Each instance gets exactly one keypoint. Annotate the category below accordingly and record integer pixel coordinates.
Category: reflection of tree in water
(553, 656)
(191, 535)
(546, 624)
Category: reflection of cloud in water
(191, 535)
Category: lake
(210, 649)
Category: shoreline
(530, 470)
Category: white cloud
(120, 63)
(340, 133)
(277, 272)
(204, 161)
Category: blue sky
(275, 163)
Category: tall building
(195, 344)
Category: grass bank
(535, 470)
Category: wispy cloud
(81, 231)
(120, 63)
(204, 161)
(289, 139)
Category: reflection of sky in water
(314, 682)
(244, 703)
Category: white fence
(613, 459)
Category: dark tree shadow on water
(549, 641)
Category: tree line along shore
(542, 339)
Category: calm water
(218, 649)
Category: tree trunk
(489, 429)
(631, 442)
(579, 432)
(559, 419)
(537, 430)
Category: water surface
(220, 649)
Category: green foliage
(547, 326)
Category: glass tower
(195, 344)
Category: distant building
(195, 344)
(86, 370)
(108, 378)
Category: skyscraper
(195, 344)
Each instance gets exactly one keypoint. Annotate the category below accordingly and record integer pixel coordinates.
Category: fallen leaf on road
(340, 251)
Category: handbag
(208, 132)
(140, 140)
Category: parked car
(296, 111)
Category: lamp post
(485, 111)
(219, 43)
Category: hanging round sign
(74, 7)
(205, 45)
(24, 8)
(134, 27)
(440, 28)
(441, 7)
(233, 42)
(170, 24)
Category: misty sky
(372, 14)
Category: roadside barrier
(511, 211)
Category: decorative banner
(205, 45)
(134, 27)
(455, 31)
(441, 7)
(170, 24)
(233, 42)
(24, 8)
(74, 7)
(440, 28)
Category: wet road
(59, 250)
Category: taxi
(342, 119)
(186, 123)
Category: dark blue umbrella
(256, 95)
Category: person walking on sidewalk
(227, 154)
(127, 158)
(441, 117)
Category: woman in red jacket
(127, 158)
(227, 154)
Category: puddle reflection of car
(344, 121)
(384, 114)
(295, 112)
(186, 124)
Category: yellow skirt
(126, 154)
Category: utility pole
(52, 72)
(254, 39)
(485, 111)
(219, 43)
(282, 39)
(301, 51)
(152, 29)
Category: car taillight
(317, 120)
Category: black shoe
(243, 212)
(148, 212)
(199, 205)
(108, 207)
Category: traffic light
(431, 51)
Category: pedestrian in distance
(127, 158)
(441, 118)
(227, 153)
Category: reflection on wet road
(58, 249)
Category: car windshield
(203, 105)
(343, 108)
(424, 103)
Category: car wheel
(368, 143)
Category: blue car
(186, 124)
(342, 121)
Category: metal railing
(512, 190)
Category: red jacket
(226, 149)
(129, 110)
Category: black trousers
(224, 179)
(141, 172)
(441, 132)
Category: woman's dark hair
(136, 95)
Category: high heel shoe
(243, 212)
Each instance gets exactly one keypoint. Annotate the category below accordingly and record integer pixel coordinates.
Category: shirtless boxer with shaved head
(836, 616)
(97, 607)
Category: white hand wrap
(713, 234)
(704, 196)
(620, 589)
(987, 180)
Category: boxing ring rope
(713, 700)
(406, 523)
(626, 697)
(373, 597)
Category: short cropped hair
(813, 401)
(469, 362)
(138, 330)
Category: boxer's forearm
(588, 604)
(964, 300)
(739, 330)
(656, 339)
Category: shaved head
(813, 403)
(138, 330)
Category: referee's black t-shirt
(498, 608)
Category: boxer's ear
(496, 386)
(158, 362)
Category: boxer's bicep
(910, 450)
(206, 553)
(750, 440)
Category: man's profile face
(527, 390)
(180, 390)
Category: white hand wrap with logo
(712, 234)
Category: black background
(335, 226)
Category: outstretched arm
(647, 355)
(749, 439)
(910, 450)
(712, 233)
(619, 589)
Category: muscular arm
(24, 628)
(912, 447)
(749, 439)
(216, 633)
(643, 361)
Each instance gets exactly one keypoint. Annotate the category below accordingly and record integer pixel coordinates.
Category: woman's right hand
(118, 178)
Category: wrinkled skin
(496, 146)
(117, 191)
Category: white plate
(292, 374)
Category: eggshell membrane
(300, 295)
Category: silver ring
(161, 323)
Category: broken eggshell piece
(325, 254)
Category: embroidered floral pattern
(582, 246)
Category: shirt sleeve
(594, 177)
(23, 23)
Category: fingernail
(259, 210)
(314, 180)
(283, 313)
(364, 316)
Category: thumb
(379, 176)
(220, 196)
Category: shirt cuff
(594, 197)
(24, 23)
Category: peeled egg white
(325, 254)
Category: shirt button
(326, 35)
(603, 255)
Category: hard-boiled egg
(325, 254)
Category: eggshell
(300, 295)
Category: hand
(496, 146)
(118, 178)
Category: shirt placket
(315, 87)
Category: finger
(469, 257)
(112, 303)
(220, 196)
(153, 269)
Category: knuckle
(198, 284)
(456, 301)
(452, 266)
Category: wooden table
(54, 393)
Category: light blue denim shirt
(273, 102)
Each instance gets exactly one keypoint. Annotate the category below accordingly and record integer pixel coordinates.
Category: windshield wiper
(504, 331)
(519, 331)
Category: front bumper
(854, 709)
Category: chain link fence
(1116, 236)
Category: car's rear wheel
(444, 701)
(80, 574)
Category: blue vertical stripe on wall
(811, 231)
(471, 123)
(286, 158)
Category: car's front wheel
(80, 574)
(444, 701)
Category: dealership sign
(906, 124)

......

Reproduce the material above, every line of it, exactly.

Each instance gets exactly one keypoint. Annotate the category below accordingly and record integer pixel coordinates.
Category: reflection of tree in water
(553, 656)
(191, 535)
(546, 624)
Category: reflection of cloud in water
(191, 535)
Category: lake
(210, 649)
Category: shoreline
(530, 470)
Category: white cloud
(120, 63)
(340, 133)
(277, 272)
(204, 161)
Category: blue sky
(275, 163)
Category: tall building
(195, 344)
Category: grass bank
(535, 470)
Category: wispy cloud
(81, 231)
(120, 63)
(204, 161)
(289, 139)
Category: reflection of sky in water
(314, 682)
(244, 703)
Category: white fence
(613, 459)
Category: dark tree shadow on water
(549, 641)
Category: tree line along shore
(542, 339)
Category: calm water
(218, 649)
Category: tree trunk
(489, 429)
(631, 442)
(579, 432)
(559, 419)
(537, 430)
Category: water surface
(220, 649)
Category: green foliage
(547, 326)
Category: glass tower
(195, 344)
Category: distant building
(195, 344)
(86, 370)
(108, 378)
Category: skyscraper
(195, 344)
Each instance gets exactly one keypoint. Annotate the category below accordingly and record integer pixel coordinates.
Category: fallen leaf on road
(340, 251)
Category: handbag
(208, 132)
(140, 140)
Category: parked car
(296, 111)
Category: lamp post
(485, 111)
(219, 43)
Category: hanging round sign
(74, 7)
(205, 45)
(24, 8)
(134, 27)
(440, 28)
(441, 7)
(233, 42)
(170, 24)
Category: misty sky
(372, 14)
Category: roadside barrier
(511, 211)
Category: decorative banner
(205, 45)
(134, 27)
(455, 31)
(441, 7)
(170, 24)
(233, 42)
(24, 8)
(74, 7)
(440, 28)
Category: wet road
(59, 250)
Category: taxi
(342, 119)
(186, 123)
Category: dark blue umbrella
(256, 95)
Category: person walking on sidewalk
(227, 154)
(127, 158)
(441, 117)
Category: woman in red jacket
(127, 158)
(227, 154)
Category: puddle reflection of car
(344, 121)
(384, 114)
(295, 112)
(186, 124)
Category: yellow skirt
(126, 154)
Category: utility pole
(52, 72)
(254, 39)
(485, 111)
(219, 43)
(282, 39)
(301, 51)
(152, 29)
Category: car taillight
(317, 120)
Category: black shoe
(243, 212)
(148, 212)
(199, 205)
(108, 207)
Category: traffic light
(431, 51)
Category: pedestrian in distance
(127, 158)
(441, 118)
(227, 153)
Category: reflection on wet road
(58, 249)
Category: car windshield
(203, 105)
(343, 108)
(424, 103)
Category: car wheel
(368, 143)
Category: blue car
(186, 124)
(342, 121)
Category: metal railing
(512, 190)
Category: red jacket
(226, 149)
(129, 110)
Category: black trousers
(224, 179)
(141, 172)
(441, 132)
Category: woman's dark hair
(136, 95)
Category: high heel shoe
(243, 212)
Each instance gets exactly one keypoint. Annotate the category below accordingly and record integer pixel coordinates.
Category: shirtless boxer with shaved head
(836, 616)
(97, 607)
Category: white hand wrap
(713, 234)
(704, 196)
(620, 589)
(987, 180)
Category: boxing ring rope
(713, 700)
(406, 523)
(626, 697)
(373, 597)
Category: short cropped hair
(813, 401)
(469, 362)
(138, 330)
Category: boxer's forearm
(588, 604)
(964, 300)
(739, 330)
(656, 339)
Category: shaved head
(813, 403)
(138, 330)
Category: referee's black t-shirt
(498, 608)
Category: boxer's ear
(496, 386)
(158, 362)
Category: boxer's bicep
(910, 450)
(206, 553)
(750, 440)
Category: man's profile face
(527, 390)
(180, 390)
Category: white hand wrap with logo
(712, 234)
Category: black background
(335, 226)
Category: outstretched arm
(647, 355)
(749, 439)
(910, 450)
(712, 233)
(619, 589)
Category: muscular arm
(24, 628)
(912, 447)
(749, 439)
(216, 633)
(643, 361)
Each instance gets exactly one keypoint. Annotate the category below accordingly and record integer pixel coordinates.
Category: woman's right hand
(118, 178)
Category: wrinkled skin
(496, 146)
(117, 191)
Category: white plate
(292, 374)
Category: eggshell membrane
(300, 295)
Category: silver ring
(161, 323)
Category: broken eggshell piece
(325, 254)
Category: embroidered floral pattern
(582, 246)
Category: shirt sleeve
(594, 177)
(23, 23)
Category: fingernail
(259, 210)
(314, 180)
(283, 313)
(364, 316)
Category: thumb
(379, 176)
(220, 196)
Category: shirt cuff
(594, 197)
(24, 23)
Category: peeled egg white
(325, 254)
Category: shirt button
(326, 35)
(603, 255)
Category: hard-boiled egg
(325, 254)
Category: eggshell
(300, 295)
Category: hand
(496, 146)
(118, 178)
Category: shirt placket
(315, 87)
Category: finger
(469, 257)
(112, 303)
(220, 196)
(153, 269)
Category: knuckle
(198, 284)
(456, 301)
(452, 266)
Category: wooden table
(54, 393)
Category: light blue denim shirt
(273, 102)
Each instance gets exactly one keypoint. Annotate the category below accordingly and record integer pixel coordinates.
Category: windshield wiper
(504, 331)
(519, 331)
Category: front bumper
(854, 709)
Category: chain link fence
(1116, 236)
Category: car's rear wheel
(444, 701)
(80, 574)
Category: blue vertical stripe on wall
(811, 231)
(471, 123)
(286, 158)
Category: car's front wheel
(80, 574)
(444, 701)
Category: dealership sign
(906, 124)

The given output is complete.